▸ **Tarefas a realizar**
1 - Resuma em duas frases o texto sobre o nervo vago.
2 - Reproduza o trecho do texto sobre o nervo vago que começa em "Em pessoas mais" e prossegue até "na frequência cardíaca.".

▸ **Texto fornecido**

>>>

Simplificar o que é complexo
“Dizer que o nervo vago regula funções vitais e atua na fisiologia de quase todos os nossos órgãos é uma coisa, afirmar que pode ser regulado com intervenções para controlo da ansiedade e promoção de bem-estar é outra”, assegura Albino Maia, psiquiatra e investigador em Neurociência da Fundação Champalimaud e docente na NOVA Medical School.
O médico admite que o risco de estar a construir-se uma ideia falaciosa existe: “Parece-me um racional teórico que confere autoridade a um conjunto de técnicas úteis para as pessoas se sentirem bem, mas carece de informação validada e sustentada.”
Na mesma linha, Margarida Alvelos, especialista em Medicina Interna no Hospital CUF Porto, que acompanha casos com esta “anomalia fisiológica, em que o nervo vago atua numa situação em que não é suposto”, assegura-lhes tratar-se de uma “situação benigna”, mas por envolver o risco de cair e magoar-se, ajuda-os a identificar os sinais prévios ao desmaio e propõe medidas preventivas, não farmacológicas, que podem ser adotadas em qualquer local, quando necessário: “Agachar-se ou contrair os músculos dos braços e pernas para aumentar o retorno venoso, soprar contra a palma da mão, encostada à boca (manobra de Valsalva), que leva o sangue do tórax para o cérebro e evita a perda de consciência, e hidratar-se ou tomar uma bebida isotónica.”
Em pessoas mais velhas, que podem não ter sintomas de pré-desmaio notórios, a médica recomenda o uso de “meia elástica, que comprime as pernas e aumenta o retorno venoso”. É que o corpo fala connosco sempre, mas por vezes tão baixinho que não conseguimos ouvi-lo. Noutras vezes, não queremos mesmo ouvi-lo.
Funções nada vagas
Conheça as regiões do corpo que ficam alteradas quando esta peça-chave que é o nervo vago entra em ação, em situações percebidas como ameaças
Cabeça e pescoço
A sensibilidade ao paladar, o reflexo do vómito, a deglutição e a tosse produtiva ocorrem na orofaringe e na laringe, influenciadas pelo nervo vago.
Coração
Em situações de desmaio, é comum ter bradicardia (redução dos batimentos cardíacos) e, até, assistolia (paragem de alguns segundos) porque o nervo atua na frequência cardíaca.
Circulação
O tónus vascular e a pressão dos vasos sanguíneos sofrem alterações quando há uma estimulação exagerada a nível vagal, que leva à diminuição da pressão arterial.
Pulmões
O nervo vago controla a permeabilidade das vias aéreas e, em situações de stresse ou de risco, a sua atuação traduz-se na constrição dos brônquios.
Sistema digestivo
A produção de sucos gástricos (acidez no estômago), o trânsito intestinal, a secreção de insulina e os níveis de açúcar no sangue são controlados por este nervo.

<<<

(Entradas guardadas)

>>>

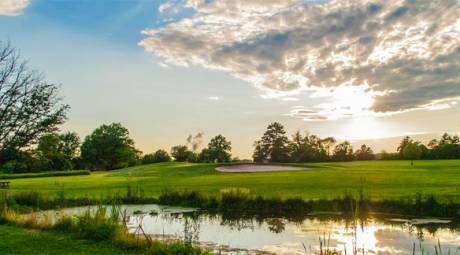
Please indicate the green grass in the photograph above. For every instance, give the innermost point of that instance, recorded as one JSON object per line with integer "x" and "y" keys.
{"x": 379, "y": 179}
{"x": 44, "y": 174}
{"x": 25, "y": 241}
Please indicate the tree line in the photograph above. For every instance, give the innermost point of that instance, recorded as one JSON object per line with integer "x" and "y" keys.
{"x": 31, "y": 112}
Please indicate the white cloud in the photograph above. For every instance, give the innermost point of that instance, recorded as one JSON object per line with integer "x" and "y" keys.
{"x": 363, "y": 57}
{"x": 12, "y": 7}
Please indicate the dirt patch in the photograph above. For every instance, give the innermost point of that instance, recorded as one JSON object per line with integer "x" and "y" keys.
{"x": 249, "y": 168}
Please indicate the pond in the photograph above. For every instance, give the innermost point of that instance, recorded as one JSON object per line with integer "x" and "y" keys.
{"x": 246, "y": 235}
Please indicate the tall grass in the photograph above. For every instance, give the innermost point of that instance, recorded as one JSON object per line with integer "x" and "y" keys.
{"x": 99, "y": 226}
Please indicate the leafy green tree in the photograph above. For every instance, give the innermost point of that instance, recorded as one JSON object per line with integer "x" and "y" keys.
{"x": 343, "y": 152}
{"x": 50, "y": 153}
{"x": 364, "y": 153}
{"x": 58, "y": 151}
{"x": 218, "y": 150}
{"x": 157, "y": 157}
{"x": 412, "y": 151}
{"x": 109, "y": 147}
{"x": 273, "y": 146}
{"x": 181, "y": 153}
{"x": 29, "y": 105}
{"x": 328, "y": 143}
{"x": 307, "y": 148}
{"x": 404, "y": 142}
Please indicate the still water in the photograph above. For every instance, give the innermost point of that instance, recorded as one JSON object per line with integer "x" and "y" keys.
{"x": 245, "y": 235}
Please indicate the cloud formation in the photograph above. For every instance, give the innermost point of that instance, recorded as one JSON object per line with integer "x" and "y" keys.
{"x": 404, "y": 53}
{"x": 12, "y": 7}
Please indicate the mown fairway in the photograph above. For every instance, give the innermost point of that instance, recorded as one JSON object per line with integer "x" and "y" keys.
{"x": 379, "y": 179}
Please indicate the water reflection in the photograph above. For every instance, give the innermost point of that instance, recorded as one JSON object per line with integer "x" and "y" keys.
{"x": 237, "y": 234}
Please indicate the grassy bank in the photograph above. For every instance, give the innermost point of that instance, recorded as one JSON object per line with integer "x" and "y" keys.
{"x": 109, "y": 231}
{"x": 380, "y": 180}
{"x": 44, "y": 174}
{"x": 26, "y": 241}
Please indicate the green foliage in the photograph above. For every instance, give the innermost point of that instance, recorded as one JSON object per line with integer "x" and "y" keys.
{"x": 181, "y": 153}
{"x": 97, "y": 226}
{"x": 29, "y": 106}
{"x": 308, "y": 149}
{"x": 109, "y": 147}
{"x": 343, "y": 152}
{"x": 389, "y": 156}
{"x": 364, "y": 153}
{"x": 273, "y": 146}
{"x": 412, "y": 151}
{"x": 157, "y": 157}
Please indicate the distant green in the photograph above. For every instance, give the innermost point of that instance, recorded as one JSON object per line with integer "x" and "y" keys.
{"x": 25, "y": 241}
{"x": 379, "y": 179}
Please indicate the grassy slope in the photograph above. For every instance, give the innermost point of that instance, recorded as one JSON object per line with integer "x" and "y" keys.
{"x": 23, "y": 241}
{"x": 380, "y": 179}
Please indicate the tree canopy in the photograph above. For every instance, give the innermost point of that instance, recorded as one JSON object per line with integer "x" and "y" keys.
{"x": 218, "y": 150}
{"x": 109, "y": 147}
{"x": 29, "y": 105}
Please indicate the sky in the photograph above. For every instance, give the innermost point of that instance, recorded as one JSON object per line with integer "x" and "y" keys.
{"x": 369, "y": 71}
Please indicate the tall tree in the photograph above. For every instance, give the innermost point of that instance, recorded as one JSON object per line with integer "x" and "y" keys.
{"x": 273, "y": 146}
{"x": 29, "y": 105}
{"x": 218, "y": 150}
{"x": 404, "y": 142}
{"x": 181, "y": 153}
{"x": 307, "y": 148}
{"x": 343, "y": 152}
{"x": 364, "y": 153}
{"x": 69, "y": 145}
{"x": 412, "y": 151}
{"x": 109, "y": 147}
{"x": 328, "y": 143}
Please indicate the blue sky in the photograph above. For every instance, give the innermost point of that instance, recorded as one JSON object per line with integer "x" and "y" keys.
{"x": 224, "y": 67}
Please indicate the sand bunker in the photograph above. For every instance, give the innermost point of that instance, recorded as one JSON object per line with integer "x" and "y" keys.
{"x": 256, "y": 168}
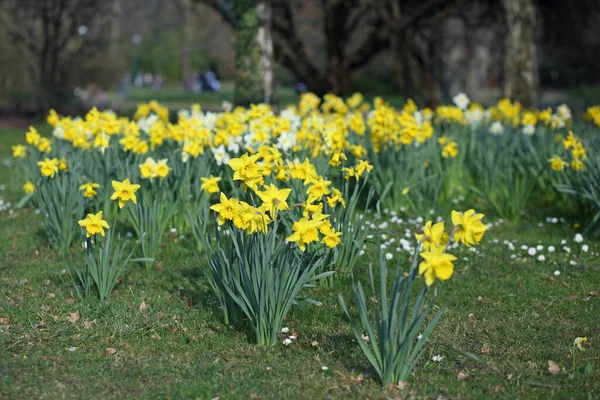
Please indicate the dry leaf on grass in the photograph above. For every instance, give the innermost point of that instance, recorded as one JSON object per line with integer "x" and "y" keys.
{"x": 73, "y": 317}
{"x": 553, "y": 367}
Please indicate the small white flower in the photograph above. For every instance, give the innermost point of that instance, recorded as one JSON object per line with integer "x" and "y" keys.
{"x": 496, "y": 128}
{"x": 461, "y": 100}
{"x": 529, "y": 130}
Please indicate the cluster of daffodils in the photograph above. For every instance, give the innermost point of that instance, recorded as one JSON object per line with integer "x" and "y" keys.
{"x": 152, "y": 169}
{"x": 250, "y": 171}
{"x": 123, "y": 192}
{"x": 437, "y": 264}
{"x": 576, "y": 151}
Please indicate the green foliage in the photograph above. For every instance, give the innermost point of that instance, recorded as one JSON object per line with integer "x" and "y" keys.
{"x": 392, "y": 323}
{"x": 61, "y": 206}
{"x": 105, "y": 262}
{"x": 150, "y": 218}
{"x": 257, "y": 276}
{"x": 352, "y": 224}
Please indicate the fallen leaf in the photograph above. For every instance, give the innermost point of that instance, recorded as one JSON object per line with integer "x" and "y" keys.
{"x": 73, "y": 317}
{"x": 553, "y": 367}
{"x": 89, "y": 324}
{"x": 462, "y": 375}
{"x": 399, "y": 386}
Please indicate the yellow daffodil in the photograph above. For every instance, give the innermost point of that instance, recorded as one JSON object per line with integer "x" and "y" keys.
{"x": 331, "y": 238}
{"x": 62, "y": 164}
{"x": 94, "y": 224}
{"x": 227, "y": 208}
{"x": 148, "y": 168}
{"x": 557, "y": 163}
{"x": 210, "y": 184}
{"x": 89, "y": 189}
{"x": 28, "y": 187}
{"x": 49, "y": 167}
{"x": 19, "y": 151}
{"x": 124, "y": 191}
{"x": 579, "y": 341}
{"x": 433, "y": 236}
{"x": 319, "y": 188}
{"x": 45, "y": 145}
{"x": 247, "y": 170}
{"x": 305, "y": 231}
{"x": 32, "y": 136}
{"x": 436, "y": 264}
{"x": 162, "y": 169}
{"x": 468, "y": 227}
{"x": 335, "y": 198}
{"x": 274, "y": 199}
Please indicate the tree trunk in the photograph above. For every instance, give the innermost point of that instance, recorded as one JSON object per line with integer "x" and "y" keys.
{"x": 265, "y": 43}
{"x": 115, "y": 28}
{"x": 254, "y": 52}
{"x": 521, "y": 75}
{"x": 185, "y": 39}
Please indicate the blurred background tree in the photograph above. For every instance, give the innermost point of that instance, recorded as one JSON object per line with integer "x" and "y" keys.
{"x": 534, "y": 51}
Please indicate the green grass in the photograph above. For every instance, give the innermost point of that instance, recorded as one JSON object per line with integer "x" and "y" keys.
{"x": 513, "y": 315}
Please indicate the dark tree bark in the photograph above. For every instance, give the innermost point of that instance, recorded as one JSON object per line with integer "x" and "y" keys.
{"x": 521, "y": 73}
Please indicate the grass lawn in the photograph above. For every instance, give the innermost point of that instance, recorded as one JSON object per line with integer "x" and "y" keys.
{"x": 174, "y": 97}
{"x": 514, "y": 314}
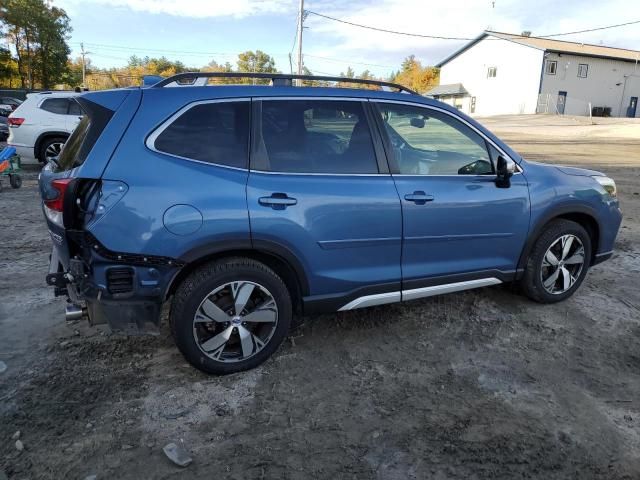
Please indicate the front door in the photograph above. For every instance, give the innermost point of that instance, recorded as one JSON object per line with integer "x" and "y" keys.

<<<
>>>

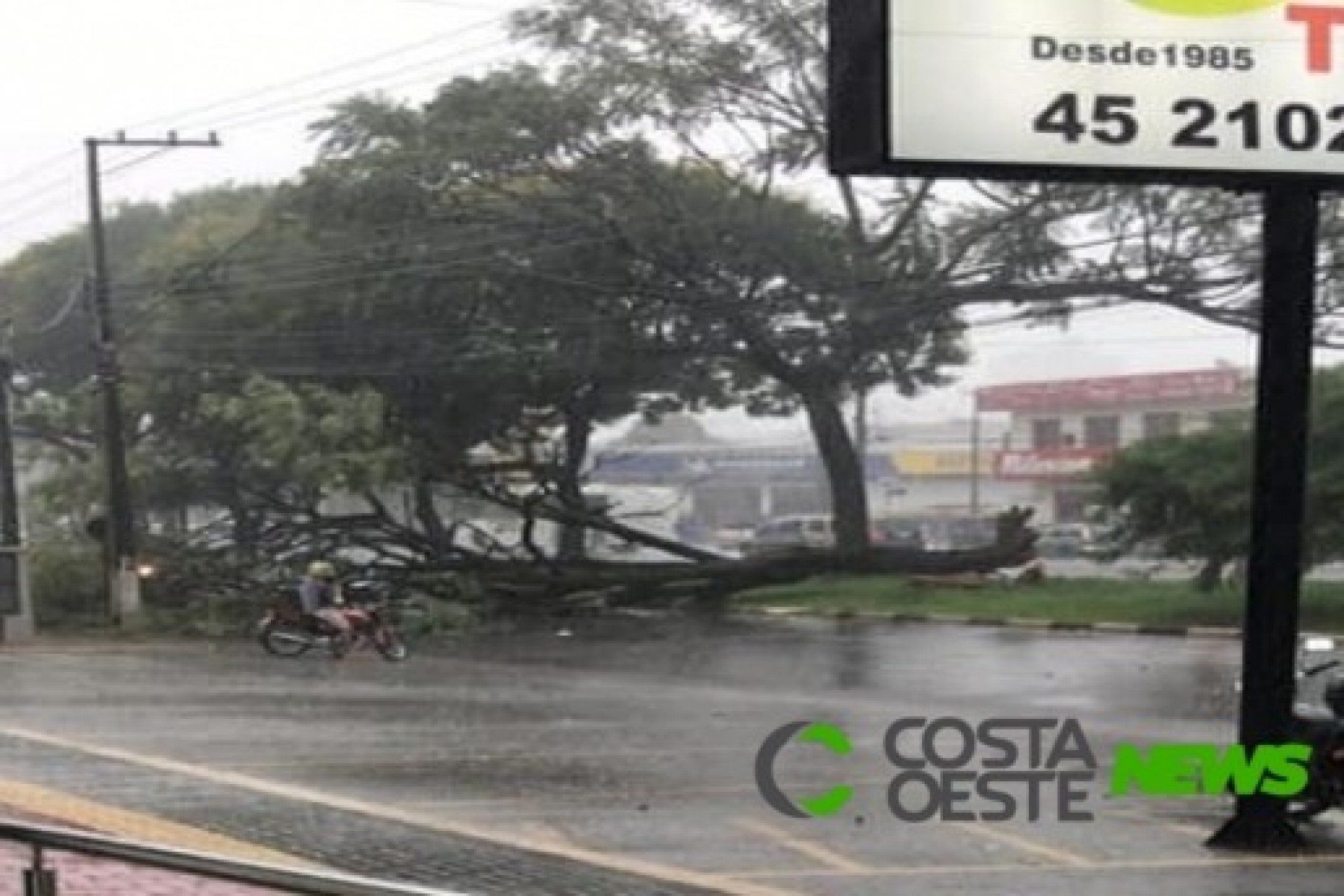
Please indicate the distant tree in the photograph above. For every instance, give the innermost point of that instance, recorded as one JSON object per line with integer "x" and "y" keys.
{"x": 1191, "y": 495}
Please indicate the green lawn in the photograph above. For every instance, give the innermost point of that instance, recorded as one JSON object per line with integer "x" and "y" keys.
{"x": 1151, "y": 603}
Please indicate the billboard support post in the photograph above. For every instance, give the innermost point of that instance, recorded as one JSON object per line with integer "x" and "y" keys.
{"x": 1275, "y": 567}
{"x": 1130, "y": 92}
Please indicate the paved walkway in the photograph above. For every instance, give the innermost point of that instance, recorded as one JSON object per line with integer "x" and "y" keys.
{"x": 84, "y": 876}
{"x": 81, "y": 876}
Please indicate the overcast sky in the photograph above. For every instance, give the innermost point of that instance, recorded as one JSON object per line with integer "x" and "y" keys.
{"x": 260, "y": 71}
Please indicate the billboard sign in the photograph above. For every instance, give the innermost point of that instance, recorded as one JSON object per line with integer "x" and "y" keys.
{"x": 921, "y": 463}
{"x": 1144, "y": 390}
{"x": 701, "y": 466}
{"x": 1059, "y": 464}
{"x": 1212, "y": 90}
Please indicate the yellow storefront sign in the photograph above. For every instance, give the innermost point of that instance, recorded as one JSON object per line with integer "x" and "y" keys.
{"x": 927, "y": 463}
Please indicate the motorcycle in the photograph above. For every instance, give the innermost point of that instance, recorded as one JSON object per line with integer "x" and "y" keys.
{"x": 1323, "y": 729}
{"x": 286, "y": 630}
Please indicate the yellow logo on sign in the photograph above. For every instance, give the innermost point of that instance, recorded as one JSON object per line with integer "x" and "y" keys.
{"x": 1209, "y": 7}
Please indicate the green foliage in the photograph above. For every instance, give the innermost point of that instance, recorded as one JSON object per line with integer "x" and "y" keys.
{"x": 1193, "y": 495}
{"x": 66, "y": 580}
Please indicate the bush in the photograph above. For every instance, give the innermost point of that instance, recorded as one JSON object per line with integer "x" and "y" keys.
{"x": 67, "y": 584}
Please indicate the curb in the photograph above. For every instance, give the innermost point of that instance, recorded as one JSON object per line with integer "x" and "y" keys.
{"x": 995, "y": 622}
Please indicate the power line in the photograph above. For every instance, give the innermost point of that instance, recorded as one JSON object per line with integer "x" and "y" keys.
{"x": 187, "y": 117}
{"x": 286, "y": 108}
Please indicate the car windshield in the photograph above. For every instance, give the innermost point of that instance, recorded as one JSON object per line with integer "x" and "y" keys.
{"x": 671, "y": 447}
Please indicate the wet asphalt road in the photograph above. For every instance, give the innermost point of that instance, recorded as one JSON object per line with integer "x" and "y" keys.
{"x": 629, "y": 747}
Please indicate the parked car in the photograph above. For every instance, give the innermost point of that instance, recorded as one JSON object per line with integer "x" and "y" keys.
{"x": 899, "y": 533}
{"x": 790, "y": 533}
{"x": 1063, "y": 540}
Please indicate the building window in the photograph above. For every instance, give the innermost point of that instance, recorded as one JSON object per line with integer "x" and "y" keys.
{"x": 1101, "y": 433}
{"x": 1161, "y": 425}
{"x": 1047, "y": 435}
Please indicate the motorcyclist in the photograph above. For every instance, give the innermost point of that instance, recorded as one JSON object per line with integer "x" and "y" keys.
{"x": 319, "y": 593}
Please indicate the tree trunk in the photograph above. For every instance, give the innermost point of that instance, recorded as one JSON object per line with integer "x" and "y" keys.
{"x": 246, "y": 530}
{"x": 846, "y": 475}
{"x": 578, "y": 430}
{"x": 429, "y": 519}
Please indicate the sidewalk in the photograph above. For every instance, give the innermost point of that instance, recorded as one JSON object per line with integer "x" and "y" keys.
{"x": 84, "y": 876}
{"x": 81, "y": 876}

<<<

▸ **Soluções do exercício**
1 - Um psiquiatra considera que falta informação validada e sustentada para afirmar que o nervo vago, que regula funções vitais, pode ser regulado com intervenções para controlo da ansiedade. Uma especialista em Medicina Interna propõe medidas não farmacológicas para prevenir desmaios associados a uma atuação anómala deste nervo, e são enumeradas as regiões do corpo que ficam alteradas quando ele entra em ação perante ameaças: cabeça e pescoço, coração, circulação, pulmões e sistema digestivo.

2 -
Em pessoas mais velhas, que podem não ter sintomas de pré-desmaio notórios, a médica recomenda o uso de “meia elástica, que comprime as pernas e aumenta o retorno venoso”. É que o corpo fala connosco sempre, mas por vezes tão baixinho que não conseguimos ouvi-lo. Noutras vezes, não queremos mesmo ouvi-lo.
Funções nada vagas
Conheça as regiões do corpo que ficam alteradas quando esta peça-chave que é o nervo vago entra em ação, em situações percebidas como ameaças
Cabeça e pescoço
A sensibilidade ao paladar, o reflexo do vómito, a deglutição e a tosse produtiva ocorrem na orofaringe e na laringe, influenciadas pelo nervo vago.
Coração
Em situações de desmaio, é comum ter bradicardia (redução dos batimentos cardíacos) e, até, assistolia (paragem de alguns segundos) porque o nervo atua na frequência cardíaca.